[Source data]

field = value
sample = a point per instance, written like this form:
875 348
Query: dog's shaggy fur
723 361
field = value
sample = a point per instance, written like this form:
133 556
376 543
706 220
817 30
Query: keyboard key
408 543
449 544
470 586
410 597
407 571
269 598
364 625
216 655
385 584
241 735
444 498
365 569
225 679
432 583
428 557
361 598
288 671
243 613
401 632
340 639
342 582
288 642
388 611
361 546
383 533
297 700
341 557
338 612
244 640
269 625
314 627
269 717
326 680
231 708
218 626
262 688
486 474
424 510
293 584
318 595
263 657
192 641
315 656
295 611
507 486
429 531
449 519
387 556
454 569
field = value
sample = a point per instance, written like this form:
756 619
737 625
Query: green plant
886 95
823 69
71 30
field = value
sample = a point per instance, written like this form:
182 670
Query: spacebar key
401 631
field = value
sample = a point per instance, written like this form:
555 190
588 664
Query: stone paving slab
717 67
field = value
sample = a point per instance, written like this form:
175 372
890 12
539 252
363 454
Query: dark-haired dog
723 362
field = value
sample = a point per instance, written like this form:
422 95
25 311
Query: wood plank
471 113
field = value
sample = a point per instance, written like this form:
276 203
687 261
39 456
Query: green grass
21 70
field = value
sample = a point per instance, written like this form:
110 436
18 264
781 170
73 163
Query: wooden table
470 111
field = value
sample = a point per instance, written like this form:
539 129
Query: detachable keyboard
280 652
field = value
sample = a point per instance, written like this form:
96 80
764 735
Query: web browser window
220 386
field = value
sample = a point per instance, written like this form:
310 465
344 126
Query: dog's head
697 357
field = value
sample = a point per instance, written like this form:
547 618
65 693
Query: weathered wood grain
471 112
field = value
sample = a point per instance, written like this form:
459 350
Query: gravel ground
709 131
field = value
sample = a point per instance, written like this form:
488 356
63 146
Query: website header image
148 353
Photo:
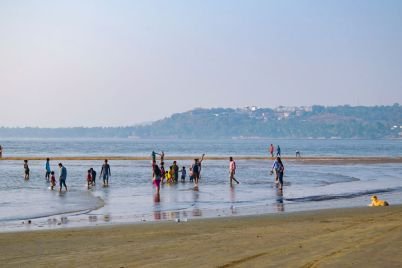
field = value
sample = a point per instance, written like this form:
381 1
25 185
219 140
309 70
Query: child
183 174
156 180
191 174
167 176
171 174
375 202
52 179
89 178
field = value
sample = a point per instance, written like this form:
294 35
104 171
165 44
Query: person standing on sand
279 170
47 167
156 179
232 171
271 150
278 151
175 168
200 165
105 173
93 174
196 172
162 157
26 170
63 176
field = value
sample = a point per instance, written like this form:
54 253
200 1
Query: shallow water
257 147
131 196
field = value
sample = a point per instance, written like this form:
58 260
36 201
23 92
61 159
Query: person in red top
232 170
271 150
89 178
52 180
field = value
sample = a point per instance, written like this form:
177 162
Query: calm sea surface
131 196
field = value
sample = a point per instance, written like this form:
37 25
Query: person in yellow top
375 202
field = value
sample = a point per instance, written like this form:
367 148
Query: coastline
331 160
363 236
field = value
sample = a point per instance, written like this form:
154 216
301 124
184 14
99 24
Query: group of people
161 175
105 174
272 150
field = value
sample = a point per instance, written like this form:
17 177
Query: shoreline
333 160
349 236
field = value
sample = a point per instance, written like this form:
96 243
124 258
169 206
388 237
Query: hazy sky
109 63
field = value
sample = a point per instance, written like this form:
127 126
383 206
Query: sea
131 197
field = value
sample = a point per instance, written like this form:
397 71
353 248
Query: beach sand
357 237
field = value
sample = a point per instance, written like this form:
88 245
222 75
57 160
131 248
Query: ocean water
131 196
257 147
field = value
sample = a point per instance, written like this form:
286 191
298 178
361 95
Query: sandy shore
358 237
327 160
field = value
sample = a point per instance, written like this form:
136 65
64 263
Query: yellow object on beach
375 202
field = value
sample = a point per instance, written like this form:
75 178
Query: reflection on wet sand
233 199
196 211
280 206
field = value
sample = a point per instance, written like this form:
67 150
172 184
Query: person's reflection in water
233 199
280 206
106 199
157 207
196 211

[/Source data]

Exercise
Once the pictures are removed, repeat all of the data above exactly.

Finished task
field = value
sample = a point per instance, written like this form:
875 348
Query: dog's shaggy fur
723 361
field = value
sample = a point per instance, written like this form:
133 556
376 543
706 220
817 30
Query: keyboard key
408 543
449 544
470 586
410 597
407 571
269 598
364 625
216 655
385 584
241 735
444 498
365 569
225 679
432 583
428 557
361 598
288 671
243 613
401 632
340 639
342 582
288 642
388 611
361 546
383 533
297 700
341 557
338 612
244 640
269 625
314 627
269 717
326 680
231 708
218 626
262 688
486 474
424 510
293 584
318 595
263 657
192 641
315 656
295 611
507 486
429 531
449 519
387 556
454 569
field = value
sample = a point per instance, written like this form:
756 619
737 625
Query: green plant
886 95
823 69
71 30
field = value
sample = a point per instance, written like this form:
182 670
Query: spacebar key
401 631
field = value
sample = a point per instance, written like this form:
555 190
588 664
Query: stone paving slab
717 67
field = value
sample = a point per instance, written like this form:
175 372
890 12
539 252
363 454
Query: dark-haired dog
723 362
field = value
sample = a point per instance, written like this form:
422 95
25 311
Query: wood plank
471 113
field = value
sample = a point per instance, written like this form:
276 203
687 261
39 456
Query: green grass
21 70
field = value
sample = a point per instance, written like this form:
110 436
18 264
781 170
73 163
Query: wooden table
470 111
field = value
sample = a point per instance, written like this form:
539 129
Query: detachable keyboard
280 652
field = value
sample = a point per instance, written like this form:
96 80
764 735
Query: web browser window
220 386
field = value
sample = a point per instance, written like this form:
310 465
344 126
Query: dog's head
697 357
field = value
sample = a point per instance, written like this form:
547 618
65 693
Query: weathered wood grain
471 112
field = value
sample = a point per instance, written like this form:
459 350
Query: gravel ground
709 131
field = value
sample = a point per instance, written like this form:
488 356
63 146
Query: website header image
148 353
Photo:
field = value
sample = a point per instance, written like this form:
381 1
25 185
219 140
309 70
Query: child
183 174
156 180
191 174
167 176
171 174
375 202
52 179
89 178
field = value
sample = a point per instance, written like this form:
294 35
104 171
165 44
Query: person standing on sand
279 170
47 167
156 179
232 171
271 150
278 151
175 168
200 165
105 173
93 174
196 172
162 157
26 170
63 176
field = value
sample = a point per instance, written like this form:
54 253
200 1
Query: shallow water
257 147
131 196
field = value
sample = a point per instance, written like this form:
58 260
36 201
23 92
61 159
Query: person in red top
232 170
271 150
89 178
52 180
field = value
sample = a point per instance, written like this form:
177 162
Query: calm sea surface
131 196
field = value
sample = a point per instance, written like this form:
37 25
Query: person in yellow top
375 202
field = value
sample = a point per instance, written like this form:
367 148
Query: coastline
331 160
363 236
field = value
sample = a point per instance, written like this form:
154 216
301 124
184 14
99 24
Query: group of people
161 175
105 174
272 150
field = value
sample = a point per instance, written like this form:
17 177
Query: shoreline
333 160
349 236
field = value
sample = a point per instance, written like this form:
96 243
124 258
169 206
388 237
Query: hazy sky
109 63
field = value
sample = a point per instance, written like this form:
127 126
383 206
Query: sea
131 197
field = value
sample = a point per instance, written like this form:
397 71
353 248
Query: beach sand
357 237
field = value
sample = a point per instance, written like this form:
88 245
222 75
57 160
131 248
Query: ocean water
131 196
257 147
field = value
sample = a point per instance, written like this form:
286 191
298 178
361 95
Query: sandy shore
358 237
327 160
field = value
sample = a point per instance, written like this form:
136 65
64 263
Query: yellow object on beach
375 202
field = value
sample = a point per instance, written like this form:
75 178
Query: reflection on wet sand
233 199
196 211
280 206
field = value
sample = a point per instance, written like this form:
67 150
172 184
Query: person's reflection in water
233 199
280 206
106 199
157 207
196 211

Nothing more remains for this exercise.